> Record list
================
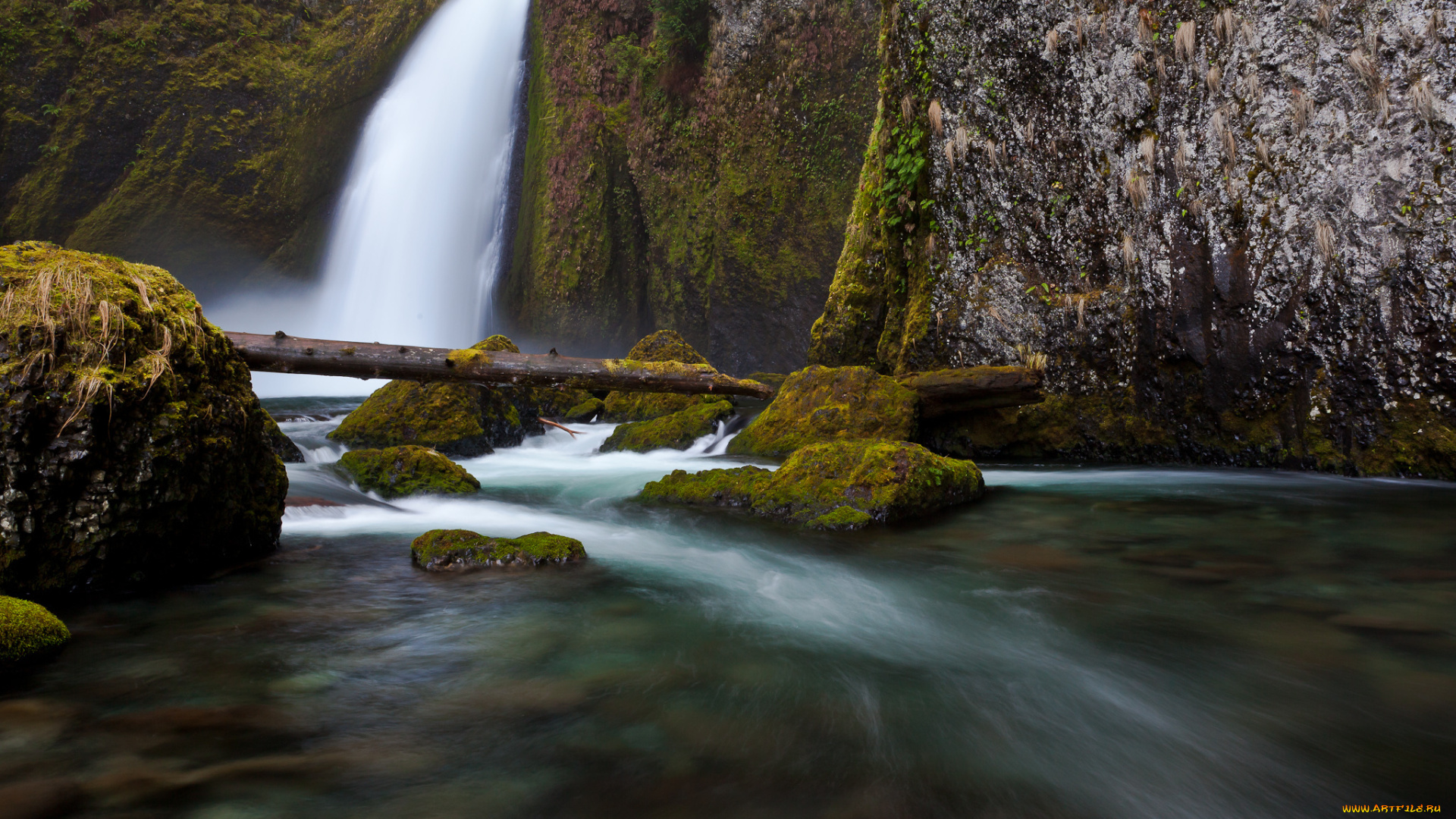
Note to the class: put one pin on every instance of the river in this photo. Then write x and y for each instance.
================
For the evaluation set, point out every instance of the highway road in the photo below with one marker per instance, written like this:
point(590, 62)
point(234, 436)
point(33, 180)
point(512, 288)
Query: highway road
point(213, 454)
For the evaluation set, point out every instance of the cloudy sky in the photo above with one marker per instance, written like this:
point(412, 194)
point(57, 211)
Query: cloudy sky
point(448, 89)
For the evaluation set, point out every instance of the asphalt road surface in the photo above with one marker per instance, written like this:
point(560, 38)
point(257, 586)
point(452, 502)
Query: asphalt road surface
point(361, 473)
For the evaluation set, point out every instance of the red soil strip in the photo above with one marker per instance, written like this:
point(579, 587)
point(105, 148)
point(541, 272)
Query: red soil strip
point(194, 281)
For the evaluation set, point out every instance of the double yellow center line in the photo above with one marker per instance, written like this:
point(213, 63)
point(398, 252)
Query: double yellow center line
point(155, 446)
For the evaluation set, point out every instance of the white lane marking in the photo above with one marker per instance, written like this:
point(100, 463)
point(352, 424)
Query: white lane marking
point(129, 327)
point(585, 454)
================
> Exercise goal
Retype the lines between the one holding "For the evaluation set, point out every instance of the highway" and the one holding "point(448, 89)", inclusive.

> Solution to the problem
For the evaluation set, point out every instance of the highway road in the photo below with one marker per instance, written like this:
point(590, 62)
point(234, 436)
point(33, 180)
point(512, 288)
Query: highway road
point(213, 454)
For the evaluation set, point out every instance of the cloudy sky in the photo above with one marker per instance, written like this:
point(412, 194)
point(57, 211)
Query: cloudy sky
point(448, 89)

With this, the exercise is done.